Disarmament Insight

www.disarmamentinsight.blogspot.com

Tuesday, 26 May 2015

NPT Review Conference: the problem pillar

      
In addition to recent postings here about various blockages in the path of multilateral nuclear disarmament negotiations, you may wish to visit a site on which UNIDIR and ILPI are currently collaborating - a.k.a. effectivemeasures.

The purpose of that work is to offer insights into practical ways of facilitating nuclear disarmament.

The latest comment can be found at: http://unidir.ilpi.org/?p=339

Other postings in May of relevance to the recently-concluded NPT Review Conference are:

http://unidir.ilpi.org/?p=328

http://unidir.ilpi.org/?p=320

http://unidir.ilpi.org/?p=309

http://unidir.ilpi.org/?p=292



Separately, John Borrie of UNIDIR has continued to offer insights into the risks of accidents with nuclear weapons: see his latest personal remarks on:

http://www.chathamhouse.org/expert/comment/17739#



Tim Caughley
Resident Senior Fellow

Wednesday, 13 May 2015

Humanitarian Initiative unplugged


This posting is a summary of comments I made during an event on 6 May during the NPT Review Conference.  The meeting was organised by Austria, Mexico and Norway as hosts of three recent conferences on the humanitarian impact of nuclear weapons. My topic was “the key substantive findings that have emerged as a result of the humanitarian initiative”. The impacts and trends of the humanitarian initiative (HI) to date, from a UN perspective, largely fall under three headings, process, forensic and legal:
1          Process: In process terms the Oslo, Nayarit and Vienna meetings individually, and in retrospect collectively, provided a fresh standpoint and perspective for addressing concerns about nuclear weapons to all states in a forum that was underpinned by the strongly expressed humanitarian considerations of the 2010 NPT Review Conference. The NPT’s tasking in 2000 and 2010 of the Conference on Disarmament (CD) to ‘immediately establish a subsidiary body to deal with nuclear disarmament’ had come to nothing.  The CD remains paralysed. Some nuclear weapon states declined to participate in the OEWG. To an extent the orthodox process vacuum was filled by the HI, although the initiative was pitched to the entire UN community and civil society, not just to the states parties of the NPT. All states have a stake in this initiative along with civil society and intergovernmental organisations—partners with states throughout the series of conferences.

As US NPT expert Lewis Dunn recently wrote, the goals of the participants in these conferences have varied. ‘Some want to highlight nuclear risks and encourage action to reduce them, others want to energize the NPT nuclear disarmament process, and still others want to delegitimize nuclear weapons and create support for a new international treaty to ban the possession of nuclear weapons and to abolish them.’ At this stage, however, the humanitarian initiative itself has been about accumulating evidence of the consequences of nuclear weapons. This brings us to the forensic angle of the initiative.

DATA EXCERPT:

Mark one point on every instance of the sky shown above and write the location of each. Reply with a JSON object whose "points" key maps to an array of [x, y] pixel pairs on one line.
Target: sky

WORK TASK:
Reproduce everything in the blog post from "www.disarmamentinsight.blogspot.com" down to "facilitating nuclear disarmament.", substituting "arms control" for "nuclear disarmament" wherever it occurs.

RESULT BELOW:
www.disarmamentinsight.blogspot.com

Tuesday, 26 May 2015

NPT Review Conference: the problem pillar

      
In addition to recent postings here about various blockages in the path of multilateral arms control negotiations, you may wish to visit a site on which UNIDIR and ILPI are currently collaborating - a.k.a. effectivemeasures.

The purpose of that work is to offer insights into practical ways of facilitating arms control.